=== Extract to read ===

-- START --

Most renderers work by executing the following three basic operations:

1) They generate rays (initially from the camera),
2) They shoot these rays into the scene (i.e. they do ray tracing),
3) They run shaders at the intersection points of the rays.

Shading typically spawns new rays for reflection/refraction/GI/etc purposes which means going back to step 1.
This 1-2-3 process happens as many times as there are ray bounces.

Hardware accelerated ray tracing primarily speeds up the second step: i.e. the ‘core’ ray tracing. If the renderer uses really simple shading, then the ray tracing step becomes the most expensive part of the renderer. For example, if you use extremely simple shaders that (say) just read a flat texture and return it, you could easily find out that the ray tracing step takes 99% of the entire render time and shading just takes 1%. In that case, accelerating ray tracing 10 times means that the frame renders 10 times faster, since ray tracing takes most of the time.

Unfortunately, production scenes do not use quite as simple shading as that.

Both us and other pro renderer vendors have found cases where shading takes a considerable chunk of the render time. I remember reading a Pixar paper (or maybe it was a presentation) where they were claiming that their (obviously complicated) shaders were actually taking *more* time than ray tracing! Let’s say that, in such a scenario, shading takes 50% of the entire frame time and tracing takes the other 50% (I intentionally ignore ray generation here). In that scenario, speeding up the ray tracer a hundred million times means that you make that 50% ray tracing time go away but you are still left with shading taking the other 50% of the frame! So even though your ray tracer became a hundred million times faster, your entire frame only rendered twice as fast!

-- END --

=== Stored data ===

-- START --

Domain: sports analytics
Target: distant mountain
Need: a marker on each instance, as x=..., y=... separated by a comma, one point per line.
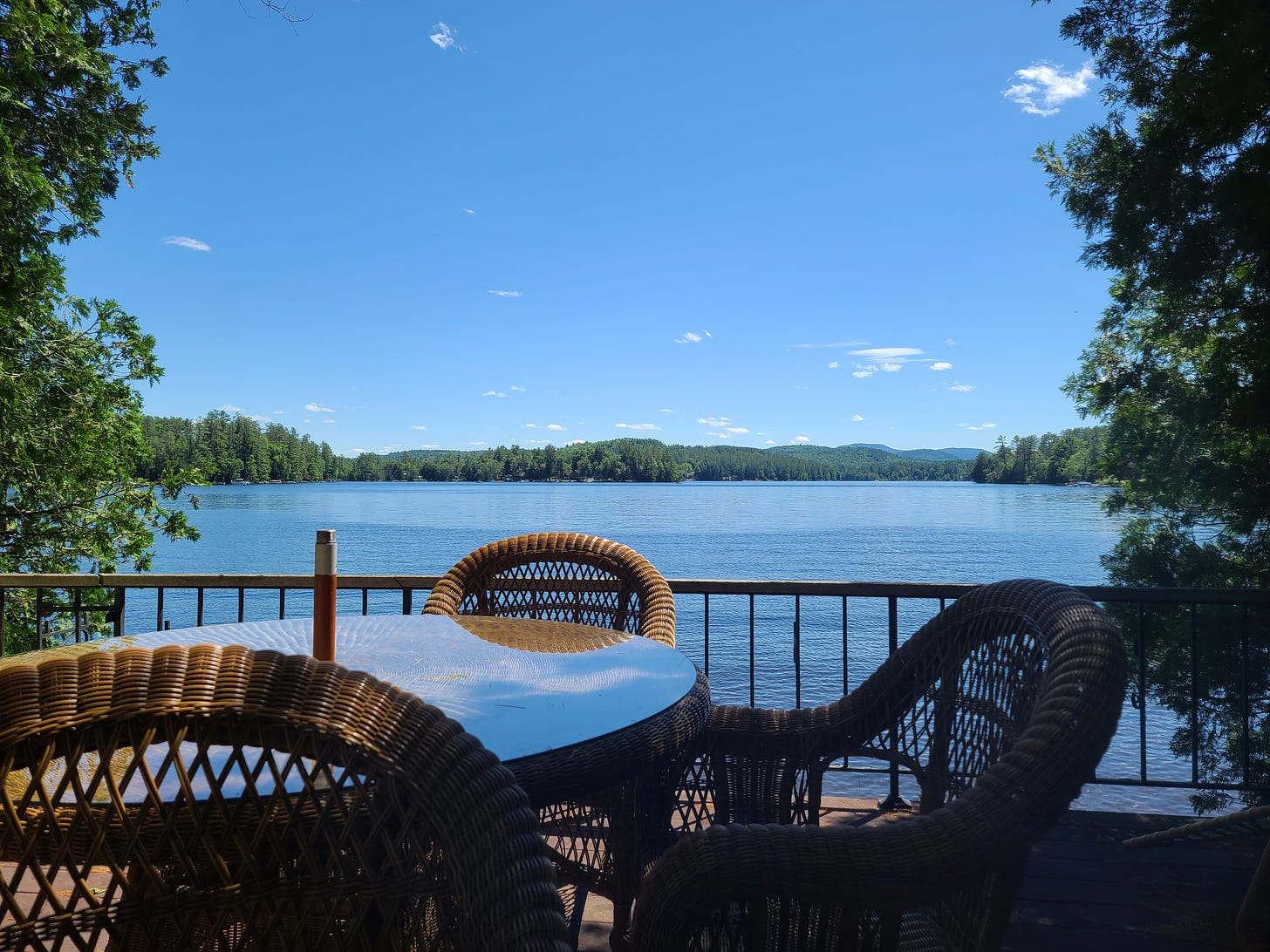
x=932, y=454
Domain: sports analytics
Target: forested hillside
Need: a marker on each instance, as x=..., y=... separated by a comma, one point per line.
x=225, y=448
x=1071, y=456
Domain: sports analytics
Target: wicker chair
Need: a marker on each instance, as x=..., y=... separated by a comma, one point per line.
x=220, y=799
x=564, y=576
x=585, y=581
x=1001, y=707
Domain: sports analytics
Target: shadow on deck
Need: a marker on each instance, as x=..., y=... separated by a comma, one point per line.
x=1086, y=891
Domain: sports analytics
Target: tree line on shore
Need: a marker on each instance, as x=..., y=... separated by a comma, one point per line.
x=1053, y=459
x=220, y=448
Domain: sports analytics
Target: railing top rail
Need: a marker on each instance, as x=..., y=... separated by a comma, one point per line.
x=687, y=587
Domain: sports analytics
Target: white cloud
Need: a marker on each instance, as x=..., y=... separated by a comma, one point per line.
x=1046, y=86
x=816, y=347
x=891, y=354
x=192, y=244
x=445, y=37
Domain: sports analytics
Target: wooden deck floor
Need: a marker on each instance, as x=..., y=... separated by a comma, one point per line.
x=1086, y=893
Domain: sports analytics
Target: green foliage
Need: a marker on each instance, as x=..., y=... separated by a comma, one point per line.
x=70, y=131
x=1171, y=191
x=1057, y=459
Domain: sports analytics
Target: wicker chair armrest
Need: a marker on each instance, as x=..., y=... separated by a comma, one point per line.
x=851, y=871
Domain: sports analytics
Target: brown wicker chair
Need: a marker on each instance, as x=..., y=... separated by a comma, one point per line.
x=220, y=799
x=587, y=581
x=1001, y=707
x=564, y=576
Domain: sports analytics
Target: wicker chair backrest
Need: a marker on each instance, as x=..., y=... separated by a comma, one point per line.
x=562, y=576
x=217, y=798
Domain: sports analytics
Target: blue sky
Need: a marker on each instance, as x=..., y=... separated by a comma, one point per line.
x=459, y=225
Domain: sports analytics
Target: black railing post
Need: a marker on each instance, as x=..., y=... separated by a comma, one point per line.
x=705, y=637
x=893, y=801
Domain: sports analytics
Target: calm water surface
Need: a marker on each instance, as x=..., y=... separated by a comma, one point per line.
x=945, y=532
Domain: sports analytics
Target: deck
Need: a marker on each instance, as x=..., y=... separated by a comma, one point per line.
x=1085, y=891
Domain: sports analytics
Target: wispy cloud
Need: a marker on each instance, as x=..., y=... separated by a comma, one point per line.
x=690, y=338
x=1046, y=86
x=183, y=241
x=891, y=354
x=445, y=37
x=841, y=343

-- END --

=== What you are asked to do ===
Answer these questions from the ray tracing passage:
1. What is the third of the three basic operations most renderers execute?
2. In the example with extremely simple shaders, what share of the render time could the ray tracing step take?
3. In the scenario where shading and tracing each take 50% of the frame time, how much faster does the entire frame render after the ray tracer becomes a hundred million times faster?
The listing plays no part in what comes next.

=== Solution to this task ===
1. They run shaders at the intersection points of the rays.
2. 99% of the entire render time.
3. Only twice as fast.